## OPDRACHTEN
**1)** Kloppen de uitspraken (a), (b) en (c) met de tekst over religie en de psycholoog? Geef bij elke uitspraak ja of nee, met de woorden uit de tekst die dat bepalen, letterlijk geciteerd.
(a) Een klok laat de tijd zelf zien.
(b) Een diagnose verandert op zich nog niets aan de klacht.
(c) We kunnen weten wie of wat God in wezen is.
**2)** Schrijf het stuk uit de tekst over religie en de psycholoog woordelijk over, tussen "De religieuze dimensie" en "zelf niet zien.", beide inbegrepen.
**3)** Schrijf de tekst over religie en de psycholoog verder, te beginnen na de laatste zin die er staat.

## BRONTEKST
___

Laat ik beginnen met wat we hierbij onder religieus moeten verstaan. In religie verhouden we ons tot hetgeen niet in woorden te vangen is. We verwijzen naar God, maar zullen nooit kunnen weten wie of wat God in wezen is. In die zin kunnen we niet eens zeggen dat God ver weg is of dichtbij, boven ons of onder ons, laat staan of er emoties of bedoelingen gekoppeld zijn aan het godsbegrip. Zelfs een dispuut over het al dan niet bestaan van God beweegt zich in de wereld van de woorden. We kunnen hooguit wijzen in de richting van het ongewisse ……..

De religieuze dimensie kan vergeleken worden met de dimensie tijd. Deze is overal altijd aanwezig. Tijd is al-tijd. Een klok laat ons zien hoe laat het is, maar laat tijd zelf niet zien.

Religie is een dimensie die we impliciet overal en altijd ervaren, maar die we als zodanig nooit kunnen zien of in woorden vangen. Hij is onkenbaar nabij.

Nu gaan we naar de psycholoog. We hebben een probleem waar we niet goed uitkomen. We voelen ons al lange tijd depressief of zo angstig dat we in paniek zijn. Wat het probleem ook is, een goede psycholoog luistert. Misschien zet hij/zij alle symptomen op een rijtje en komt tot een diagnose. Nu verandert een diagnose op zich nog niets aan de klacht. Je hebt hulp nodig. Deze hulp kan heel praktisch van aard zijn. De psycholoog kan je bijvoorbeeld helpen om er anders tegenaan te kijken en je niet-realistische gedachten recht te zetten. Het kan ook zijn dat tips om bijvoorbeeld meer te sporten je helpen. Naast of ondanks deze praktische benadering is er echter een andere dimensie die van veel grotere invloed is.

___

## Records uit de dataset

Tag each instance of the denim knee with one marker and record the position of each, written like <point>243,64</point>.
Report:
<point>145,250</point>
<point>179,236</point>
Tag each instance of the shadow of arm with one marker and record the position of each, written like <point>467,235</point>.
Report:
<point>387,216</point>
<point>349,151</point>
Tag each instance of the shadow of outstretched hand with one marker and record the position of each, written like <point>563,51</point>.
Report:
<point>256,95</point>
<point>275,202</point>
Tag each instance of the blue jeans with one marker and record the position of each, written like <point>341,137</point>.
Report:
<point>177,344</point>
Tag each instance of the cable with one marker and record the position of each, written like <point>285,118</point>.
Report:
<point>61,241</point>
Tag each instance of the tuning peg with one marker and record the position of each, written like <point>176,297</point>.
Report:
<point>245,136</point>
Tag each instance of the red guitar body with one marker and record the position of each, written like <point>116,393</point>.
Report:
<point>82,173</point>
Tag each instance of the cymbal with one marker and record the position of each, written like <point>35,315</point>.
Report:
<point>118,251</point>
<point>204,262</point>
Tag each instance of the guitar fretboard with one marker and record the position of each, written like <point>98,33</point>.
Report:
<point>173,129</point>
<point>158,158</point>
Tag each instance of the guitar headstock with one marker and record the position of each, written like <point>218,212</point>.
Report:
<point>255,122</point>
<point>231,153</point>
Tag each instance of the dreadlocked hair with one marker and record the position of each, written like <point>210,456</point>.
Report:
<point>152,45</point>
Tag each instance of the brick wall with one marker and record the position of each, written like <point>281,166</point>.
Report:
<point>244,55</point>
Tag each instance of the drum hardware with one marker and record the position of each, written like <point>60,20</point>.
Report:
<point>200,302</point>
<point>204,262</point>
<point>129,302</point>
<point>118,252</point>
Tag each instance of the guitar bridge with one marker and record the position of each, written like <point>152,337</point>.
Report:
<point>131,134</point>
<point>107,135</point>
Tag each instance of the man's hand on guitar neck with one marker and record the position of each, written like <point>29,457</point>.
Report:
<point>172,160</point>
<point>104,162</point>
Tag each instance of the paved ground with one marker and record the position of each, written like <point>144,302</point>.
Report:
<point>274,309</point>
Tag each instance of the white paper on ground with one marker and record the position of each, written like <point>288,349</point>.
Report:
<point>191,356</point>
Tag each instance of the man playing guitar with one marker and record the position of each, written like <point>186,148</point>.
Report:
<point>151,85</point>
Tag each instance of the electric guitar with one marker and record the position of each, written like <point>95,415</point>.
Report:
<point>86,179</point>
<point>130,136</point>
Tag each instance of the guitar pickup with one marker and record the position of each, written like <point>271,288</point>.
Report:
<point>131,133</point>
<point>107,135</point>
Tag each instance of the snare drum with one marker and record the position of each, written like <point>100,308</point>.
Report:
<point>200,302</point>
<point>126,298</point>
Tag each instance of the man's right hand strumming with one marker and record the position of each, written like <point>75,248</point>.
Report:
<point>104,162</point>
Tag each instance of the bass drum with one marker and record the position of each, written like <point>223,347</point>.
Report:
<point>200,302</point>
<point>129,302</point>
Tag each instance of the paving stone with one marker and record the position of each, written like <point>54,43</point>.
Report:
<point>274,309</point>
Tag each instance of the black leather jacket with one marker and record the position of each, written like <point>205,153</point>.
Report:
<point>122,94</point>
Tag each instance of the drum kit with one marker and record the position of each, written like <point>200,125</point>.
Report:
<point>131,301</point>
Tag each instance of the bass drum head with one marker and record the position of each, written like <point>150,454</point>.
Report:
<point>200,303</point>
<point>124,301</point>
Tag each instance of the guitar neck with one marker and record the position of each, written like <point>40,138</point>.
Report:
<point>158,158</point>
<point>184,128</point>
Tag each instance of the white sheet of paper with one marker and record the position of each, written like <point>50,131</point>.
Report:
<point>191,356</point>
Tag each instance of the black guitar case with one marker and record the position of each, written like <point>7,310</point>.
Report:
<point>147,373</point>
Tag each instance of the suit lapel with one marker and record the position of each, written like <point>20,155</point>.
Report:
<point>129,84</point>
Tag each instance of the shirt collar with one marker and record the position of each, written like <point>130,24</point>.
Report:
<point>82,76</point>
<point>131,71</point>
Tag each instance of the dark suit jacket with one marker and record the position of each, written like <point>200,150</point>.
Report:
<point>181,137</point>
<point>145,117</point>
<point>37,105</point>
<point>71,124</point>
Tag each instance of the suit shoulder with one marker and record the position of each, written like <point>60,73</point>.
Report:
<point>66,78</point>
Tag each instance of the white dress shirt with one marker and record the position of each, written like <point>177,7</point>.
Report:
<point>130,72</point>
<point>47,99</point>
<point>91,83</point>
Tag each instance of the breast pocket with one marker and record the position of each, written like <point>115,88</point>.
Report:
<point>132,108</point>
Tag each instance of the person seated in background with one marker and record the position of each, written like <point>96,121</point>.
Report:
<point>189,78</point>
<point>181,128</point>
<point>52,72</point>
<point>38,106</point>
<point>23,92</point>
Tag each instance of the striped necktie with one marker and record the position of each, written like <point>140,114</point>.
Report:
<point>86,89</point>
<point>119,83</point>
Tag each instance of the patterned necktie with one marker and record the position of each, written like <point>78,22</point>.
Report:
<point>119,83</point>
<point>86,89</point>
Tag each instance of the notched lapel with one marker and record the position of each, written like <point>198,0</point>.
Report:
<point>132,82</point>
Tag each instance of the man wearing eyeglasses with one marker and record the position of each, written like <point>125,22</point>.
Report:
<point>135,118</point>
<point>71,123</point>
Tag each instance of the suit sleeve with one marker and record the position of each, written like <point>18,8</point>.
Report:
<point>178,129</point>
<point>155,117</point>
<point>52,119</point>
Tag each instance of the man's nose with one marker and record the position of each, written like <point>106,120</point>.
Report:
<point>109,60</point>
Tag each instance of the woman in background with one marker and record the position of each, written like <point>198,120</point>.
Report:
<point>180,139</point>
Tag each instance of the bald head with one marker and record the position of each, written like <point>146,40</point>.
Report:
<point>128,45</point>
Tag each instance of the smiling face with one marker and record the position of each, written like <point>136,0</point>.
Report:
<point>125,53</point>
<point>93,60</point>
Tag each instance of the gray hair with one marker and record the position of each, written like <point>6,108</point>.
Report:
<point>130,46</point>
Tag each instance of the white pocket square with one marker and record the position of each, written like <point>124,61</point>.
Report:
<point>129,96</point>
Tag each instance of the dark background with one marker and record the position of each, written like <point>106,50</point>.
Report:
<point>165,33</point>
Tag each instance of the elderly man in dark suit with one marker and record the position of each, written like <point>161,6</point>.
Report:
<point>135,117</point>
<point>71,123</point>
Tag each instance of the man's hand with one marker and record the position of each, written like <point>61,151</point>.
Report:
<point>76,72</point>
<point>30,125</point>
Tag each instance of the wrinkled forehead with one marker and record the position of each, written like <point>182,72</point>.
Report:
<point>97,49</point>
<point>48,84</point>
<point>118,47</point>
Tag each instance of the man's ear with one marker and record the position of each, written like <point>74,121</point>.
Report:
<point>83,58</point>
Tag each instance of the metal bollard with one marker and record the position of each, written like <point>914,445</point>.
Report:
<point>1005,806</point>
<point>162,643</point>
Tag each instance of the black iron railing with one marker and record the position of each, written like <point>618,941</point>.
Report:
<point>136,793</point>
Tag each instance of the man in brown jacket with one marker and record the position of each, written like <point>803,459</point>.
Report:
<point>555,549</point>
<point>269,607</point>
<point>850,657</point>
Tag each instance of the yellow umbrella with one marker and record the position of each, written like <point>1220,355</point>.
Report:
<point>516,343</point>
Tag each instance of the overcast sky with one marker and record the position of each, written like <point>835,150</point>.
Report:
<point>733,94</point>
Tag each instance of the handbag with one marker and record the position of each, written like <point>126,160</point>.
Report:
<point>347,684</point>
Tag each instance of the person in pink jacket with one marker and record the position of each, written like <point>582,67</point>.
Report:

___

## UITGEWERKTE OPDRACHTEN
**1)**
(a) Nee: "Een klok laat ons zien hoe laat het is, maar laat tijd zelf niet zien."
(b) Ja: "Nu verandert een diagnose op zich nog niets aan de klacht."
(c) Nee: "We verwijzen naar God, maar zullen nooit kunnen weten wie of wat God in wezen is."

**2)**
De religieuze dimensie kan vergeleken worden met de dimensie tijd. Deze is overal altijd aanwezig. Tijd is al-tijd. Een klok laat ons zien hoe laat het is, maar laat tijd zelf niet zien.

**3)**
Op het moment dat iemand echt naar je luistert en aandacht voor je heeft, verandert er iets. Deze betrokkenheid van een ander, die in dit geval de rol van psycholoog heeft, betekent dat je er niet meer alleen mee bent. Het delen van gevoelens met anderen brengt ze tot leven. Verstrikt zitten in verdriet en wanhoop verandert op het moment dat je kunt uithuilen en een betrokken steun ervaart. Dit is een dimensie in het psychologisch consult die niet in woorden of voorgeschreven technieken is te vangen. Een dergelijke betrokkenheid is geen technische vaardigheid en valt onder geen enkele protocollair voorgeschreven behandelingsstrategie.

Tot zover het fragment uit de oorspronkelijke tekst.